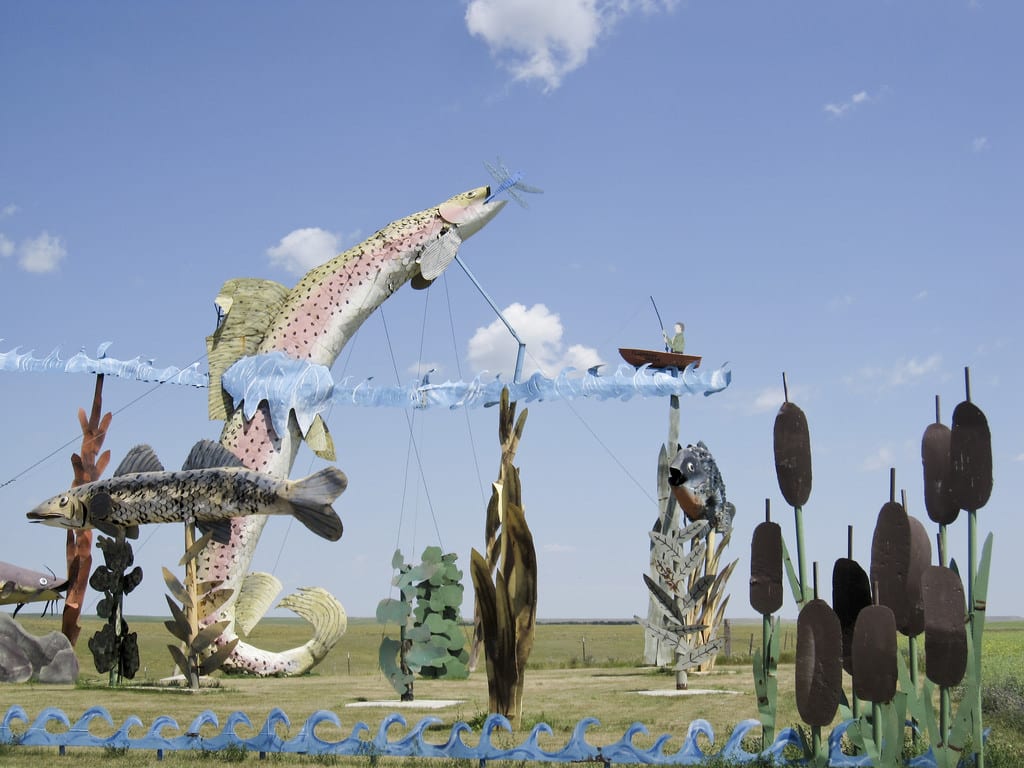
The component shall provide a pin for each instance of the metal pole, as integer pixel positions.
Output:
(522, 345)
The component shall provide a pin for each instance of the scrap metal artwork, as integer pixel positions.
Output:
(766, 567)
(819, 667)
(115, 649)
(945, 633)
(935, 457)
(793, 455)
(875, 671)
(431, 642)
(505, 577)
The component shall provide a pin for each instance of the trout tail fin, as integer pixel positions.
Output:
(310, 502)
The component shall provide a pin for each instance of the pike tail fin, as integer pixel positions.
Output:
(310, 501)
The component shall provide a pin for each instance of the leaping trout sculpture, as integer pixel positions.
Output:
(311, 322)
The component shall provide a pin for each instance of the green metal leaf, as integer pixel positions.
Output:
(390, 610)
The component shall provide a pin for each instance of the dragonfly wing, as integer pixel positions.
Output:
(438, 254)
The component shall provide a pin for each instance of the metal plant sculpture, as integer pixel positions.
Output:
(197, 656)
(505, 580)
(905, 594)
(676, 564)
(115, 649)
(431, 642)
(688, 479)
(88, 466)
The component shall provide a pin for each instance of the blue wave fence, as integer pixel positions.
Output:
(164, 734)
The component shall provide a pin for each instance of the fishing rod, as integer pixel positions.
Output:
(660, 324)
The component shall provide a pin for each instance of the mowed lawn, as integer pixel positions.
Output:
(576, 671)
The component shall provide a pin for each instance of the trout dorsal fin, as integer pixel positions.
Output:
(139, 459)
(210, 455)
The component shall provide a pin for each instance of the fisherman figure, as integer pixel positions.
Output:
(678, 342)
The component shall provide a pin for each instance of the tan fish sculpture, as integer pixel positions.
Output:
(210, 489)
(311, 322)
(20, 586)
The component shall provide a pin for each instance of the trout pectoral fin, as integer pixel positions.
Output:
(419, 283)
(220, 530)
(438, 254)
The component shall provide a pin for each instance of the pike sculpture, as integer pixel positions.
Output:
(311, 322)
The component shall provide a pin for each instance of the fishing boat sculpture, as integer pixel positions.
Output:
(658, 358)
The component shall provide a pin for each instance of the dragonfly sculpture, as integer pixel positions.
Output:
(510, 182)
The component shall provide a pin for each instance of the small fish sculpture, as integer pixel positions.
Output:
(20, 586)
(697, 485)
(211, 488)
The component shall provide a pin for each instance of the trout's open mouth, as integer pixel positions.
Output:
(692, 504)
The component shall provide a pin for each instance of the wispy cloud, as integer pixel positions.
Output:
(544, 40)
(301, 250)
(902, 372)
(493, 348)
(839, 109)
(41, 254)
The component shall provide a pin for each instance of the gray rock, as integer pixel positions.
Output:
(48, 658)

· · · ·

• [The task]: The answer must consist of every line from the records above that holds "tail".

• [Response for this exercise]:
The component shall provide a pin for each instance of the trout tail fin, as integer pixel positions.
The component shall provide a pin for each instance of the pike tail fin, as integer pixel positions.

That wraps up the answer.